• Excerpt to read:
*****

Carjacking – Fighting Back

There are many aspects of crime that we must train to fight back against, to stop, and hopefully to avoid. I often state with the weight of experience that most victims meet their adversary halfway. What the adversary is doing is wrong, both morally and legally. There is no excuse. Just the same, being aware of them is the first step in adopting the vigilant attitude called self-awareness.

If you are driving a vehicle you had best not be doing through life asleep. A startling statistic shows how common the crime of carjacking is. There are some 50,000 carjackings each year in the United States. By its nature carjacking is a dangerous crime that is often lethal. When the family is in the vehicle the situation is more serious. Each year many women are robbed, raped and murdered as a result of a carjacking.

Carjacker Trying to Open Car Door

Locking the door when the bad guy has his hands on the handle is too little too late!

*****

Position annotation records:
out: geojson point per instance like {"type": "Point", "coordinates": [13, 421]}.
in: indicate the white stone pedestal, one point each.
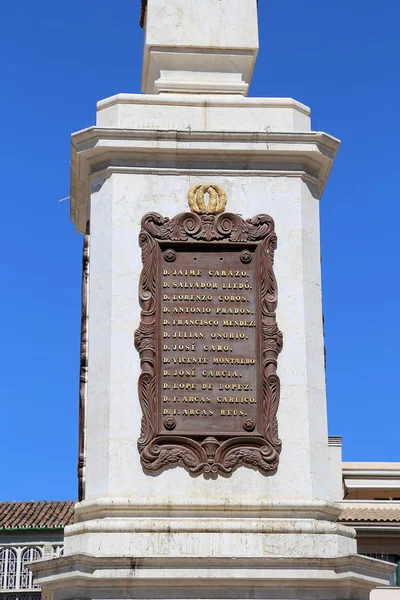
{"type": "Point", "coordinates": [174, 535]}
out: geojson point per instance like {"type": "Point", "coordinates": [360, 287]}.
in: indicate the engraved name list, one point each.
{"type": "Point", "coordinates": [209, 354]}
{"type": "Point", "coordinates": [208, 341]}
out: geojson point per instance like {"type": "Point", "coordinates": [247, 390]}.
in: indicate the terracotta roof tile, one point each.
{"type": "Point", "coordinates": [364, 514]}
{"type": "Point", "coordinates": [27, 515]}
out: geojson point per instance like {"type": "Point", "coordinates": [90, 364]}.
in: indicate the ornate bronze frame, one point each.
{"type": "Point", "coordinates": [209, 455]}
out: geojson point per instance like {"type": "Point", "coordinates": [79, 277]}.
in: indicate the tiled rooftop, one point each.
{"type": "Point", "coordinates": [28, 515]}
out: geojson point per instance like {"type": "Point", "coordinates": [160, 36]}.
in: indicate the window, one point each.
{"type": "Point", "coordinates": [8, 568]}
{"type": "Point", "coordinates": [25, 576]}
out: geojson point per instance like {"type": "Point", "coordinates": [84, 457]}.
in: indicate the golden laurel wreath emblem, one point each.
{"type": "Point", "coordinates": [216, 203]}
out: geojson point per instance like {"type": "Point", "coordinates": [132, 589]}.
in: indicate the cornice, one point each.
{"type": "Point", "coordinates": [96, 150]}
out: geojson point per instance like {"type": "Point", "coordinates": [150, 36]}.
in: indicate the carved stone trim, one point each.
{"type": "Point", "coordinates": [210, 454]}
{"type": "Point", "coordinates": [83, 366]}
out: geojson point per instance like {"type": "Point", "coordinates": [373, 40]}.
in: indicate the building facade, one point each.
{"type": "Point", "coordinates": [29, 531]}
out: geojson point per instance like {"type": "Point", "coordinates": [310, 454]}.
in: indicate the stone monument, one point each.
{"type": "Point", "coordinates": [203, 463]}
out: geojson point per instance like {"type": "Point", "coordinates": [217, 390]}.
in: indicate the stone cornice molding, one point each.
{"type": "Point", "coordinates": [95, 149]}
{"type": "Point", "coordinates": [84, 571]}
{"type": "Point", "coordinates": [166, 506]}
{"type": "Point", "coordinates": [206, 100]}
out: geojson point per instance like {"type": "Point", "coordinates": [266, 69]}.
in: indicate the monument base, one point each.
{"type": "Point", "coordinates": [204, 555]}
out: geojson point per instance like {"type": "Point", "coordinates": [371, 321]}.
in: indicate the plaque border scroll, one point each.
{"type": "Point", "coordinates": [209, 455]}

*****

• Exercise instructions:
a – According to the carjacking article, how many carjackings happen in the United States each year?
b – Carry on writing the carjacking article, picking up after its last sentence.

• Outputs by task:
a – Some 50,000.

b –
The first thing to do in your defense against carjacking is to realize that these criminals are not people like you and me that have had a bad day. All criminals are sociopaths, and many are psychotic. Some are motivated by profit, others by desperation. Others are driven by a desire to cause human pain and suffering. Sometimes obtaining the vehicle is the end and other times the vehicle is a means to an end. The vehicle is stolen to affect an escape or to perpetrate some other crime. Being prepared is one simple precaution. As a firearms trainer, I train students for the worst-case scenario. In the area of carjackings, there are violent encounters that must be answered with gunfire. The majority of these difficulties may be avoided. The thief motivated by profit is most often handled by diligence and movement. The other type will require immediate and violent defense. Let’s look at some of the common tactical defenses against carjacking—

Do not think that defense against carjacking only applies when you are driving. Think defensively; think ahead when you park and leave the vehicle behind to park. Try to always park in lighted areas. Remember one reason carjackings occur is that security devices have advanced to the point that it is very difficult to steal a car. The logical thing for a criminal to do is to overpower the owner and take the vehicle and keys by force. When you approach your car be aware of the surroundings and people around the car. Never sit in the car and absent-mindedly go through your purse or count money. Don’t stop to help anyone you do not know. If you see people walking you do not trust or give you a bad feeling either avoid the area and take a circuitous route or run to the vehicle and leave quickly.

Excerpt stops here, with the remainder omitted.